## Task prompt:
Lines before the one containing "Where in the photo above can the dense" are left out; return that line and all lines after it, exactly, through the end of the records below.

Dataset items
*** Block opens ***
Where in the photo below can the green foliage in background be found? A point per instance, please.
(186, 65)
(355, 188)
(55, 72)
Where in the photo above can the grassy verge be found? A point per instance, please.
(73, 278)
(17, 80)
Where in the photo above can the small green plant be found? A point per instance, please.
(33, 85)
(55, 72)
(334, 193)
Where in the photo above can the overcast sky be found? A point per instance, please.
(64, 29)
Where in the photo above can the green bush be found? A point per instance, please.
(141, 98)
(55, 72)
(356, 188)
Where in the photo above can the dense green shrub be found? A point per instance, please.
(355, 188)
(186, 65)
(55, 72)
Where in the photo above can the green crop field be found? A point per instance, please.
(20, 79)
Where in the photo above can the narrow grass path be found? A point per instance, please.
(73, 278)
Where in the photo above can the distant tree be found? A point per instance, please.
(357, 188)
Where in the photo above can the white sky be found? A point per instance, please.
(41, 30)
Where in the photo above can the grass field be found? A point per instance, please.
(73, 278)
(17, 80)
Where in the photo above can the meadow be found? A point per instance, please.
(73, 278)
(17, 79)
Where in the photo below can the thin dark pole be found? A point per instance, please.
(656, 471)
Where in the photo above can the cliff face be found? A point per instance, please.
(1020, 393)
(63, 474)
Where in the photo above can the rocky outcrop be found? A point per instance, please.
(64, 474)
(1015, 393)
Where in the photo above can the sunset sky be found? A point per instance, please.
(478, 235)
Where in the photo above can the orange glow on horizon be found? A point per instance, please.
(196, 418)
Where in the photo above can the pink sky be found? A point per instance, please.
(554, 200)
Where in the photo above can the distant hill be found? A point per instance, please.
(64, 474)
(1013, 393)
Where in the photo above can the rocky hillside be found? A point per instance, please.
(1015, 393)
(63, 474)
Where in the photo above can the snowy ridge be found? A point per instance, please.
*** Block closes ***
## Exercise result:
Where in the photo above can the dense green shrub be found? A point per instance, please.
(355, 188)
(186, 65)
(55, 72)
Where in the photo above can the green crop field be found? A point per instance, please.
(20, 79)
Where in the photo above can the narrow grass path be found? A point per instance, please.
(73, 278)
Where in the photo above can the distant tree be found? A point per instance, please.
(357, 188)
Where in the photo above can the white sky be found? A point per instance, please.
(41, 30)
Where in the photo above can the grass field be found? A point per instance, please.
(73, 278)
(17, 80)
Where in the photo above can the meadow be found? A point per instance, please.
(73, 278)
(17, 79)
Where in the photo below can the thin dark pole be found? A point per instance, please.
(656, 471)
Where in the photo above can the cliff face be found? A point per instance, please.
(1020, 393)
(63, 474)
Where in the photo above can the rocky outcrop be found? A point per instance, please.
(64, 474)
(1015, 393)
Where in the photo above can the sunset sky be found? A point per instance, please.
(478, 235)
Where in the photo above can the orange glow on horizon be found? A point per instance, please.
(196, 418)
Where in the photo above can the pink sky be found? A point per instance, please.
(554, 200)
Where in the photo above can the distant hill be found? A point per instance, please.
(64, 474)
(1013, 393)
Where in the photo above can the rocky hillside be found? A point per instance, please.
(1015, 393)
(63, 474)
Where in the photo above can the snowy ridge be found? A point per instance, please.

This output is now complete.